**EXCERPTED TEXT**
▽

Safety of course is a concern in Botswana, and some might question the logic of travelling in one vehicle through what can be an unforgiving country. Even if you do break down, it can take a long time to be rescued. A satellite phone and a GPS are essential for those unexpected incidents. Insurance is vital. We’re insured by Outsurances ‘ Out of Africa Policy’ which covers you in the whole of Southern Africa. For towing in as well. An emergency helicopter is probably best for serious injury, but it might cost you around R30 000. But on your own it’s also a more genuine wilderness experience, and we think, worth the risk.

△

**PROVIDED DATA**
▽

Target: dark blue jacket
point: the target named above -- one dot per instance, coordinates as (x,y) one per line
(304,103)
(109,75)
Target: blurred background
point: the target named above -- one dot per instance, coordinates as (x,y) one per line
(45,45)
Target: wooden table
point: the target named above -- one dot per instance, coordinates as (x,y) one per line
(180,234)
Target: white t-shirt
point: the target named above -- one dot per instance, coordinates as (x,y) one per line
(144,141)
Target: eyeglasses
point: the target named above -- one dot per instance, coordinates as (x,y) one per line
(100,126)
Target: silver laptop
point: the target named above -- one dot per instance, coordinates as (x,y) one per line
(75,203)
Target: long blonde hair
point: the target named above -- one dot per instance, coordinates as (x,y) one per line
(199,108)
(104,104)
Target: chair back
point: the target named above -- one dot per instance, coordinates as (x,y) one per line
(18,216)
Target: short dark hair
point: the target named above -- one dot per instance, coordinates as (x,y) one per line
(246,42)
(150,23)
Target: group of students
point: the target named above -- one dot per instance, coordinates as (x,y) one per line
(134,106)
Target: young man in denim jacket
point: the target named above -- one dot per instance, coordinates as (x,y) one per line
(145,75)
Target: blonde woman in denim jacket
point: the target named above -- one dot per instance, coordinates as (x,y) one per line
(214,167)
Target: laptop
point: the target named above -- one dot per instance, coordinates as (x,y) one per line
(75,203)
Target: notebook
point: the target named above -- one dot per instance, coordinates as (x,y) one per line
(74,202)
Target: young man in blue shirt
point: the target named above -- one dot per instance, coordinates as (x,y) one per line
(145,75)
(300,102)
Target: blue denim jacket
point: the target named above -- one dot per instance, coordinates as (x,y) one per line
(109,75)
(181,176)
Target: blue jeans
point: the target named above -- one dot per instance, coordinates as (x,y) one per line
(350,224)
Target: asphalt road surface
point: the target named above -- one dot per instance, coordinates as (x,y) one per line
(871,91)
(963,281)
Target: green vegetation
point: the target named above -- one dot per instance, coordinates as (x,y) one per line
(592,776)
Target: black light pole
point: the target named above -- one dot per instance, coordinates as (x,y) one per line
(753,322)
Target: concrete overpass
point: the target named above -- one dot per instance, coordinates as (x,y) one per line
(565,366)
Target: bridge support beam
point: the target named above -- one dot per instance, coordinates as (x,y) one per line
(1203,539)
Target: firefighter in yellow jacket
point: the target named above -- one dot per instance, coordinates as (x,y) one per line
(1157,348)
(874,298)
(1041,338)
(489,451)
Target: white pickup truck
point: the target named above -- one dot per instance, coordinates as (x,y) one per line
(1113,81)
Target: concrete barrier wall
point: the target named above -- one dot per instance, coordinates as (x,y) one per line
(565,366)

△

**PROBLEM 1**
Please rewrite the Botswana travel text between "Safety of course" and "worth the risk.", inclusive, swapping "vehicle" for "car".
**PROBLEM 2**
Name each emergency precaution that the Botswana travel text mentions.

**FULL RESPONSE 1**
Safety of course is a concern in Botswana, and some might question the logic of travelling in one car through what can be an unforgiving country. Even if you do break down, it can take a long time to be rescued. A satellite phone and a GPS are essential for those unexpected incidents. Insurance is vital. We’re insured by Outsurances ‘ Out of Africa Policy’ which covers you in the whole of Southern Africa. For towing in as well. An emergency helicopter is probably best for serious injury, but it might cost you around R30 000. But on your own it’s also a more genuine wilderness experience, and we think, worth the risk.

**FULL RESPONSE 2**
- A satellite phone
- A GPS
- Insurance
- An emergency helicopter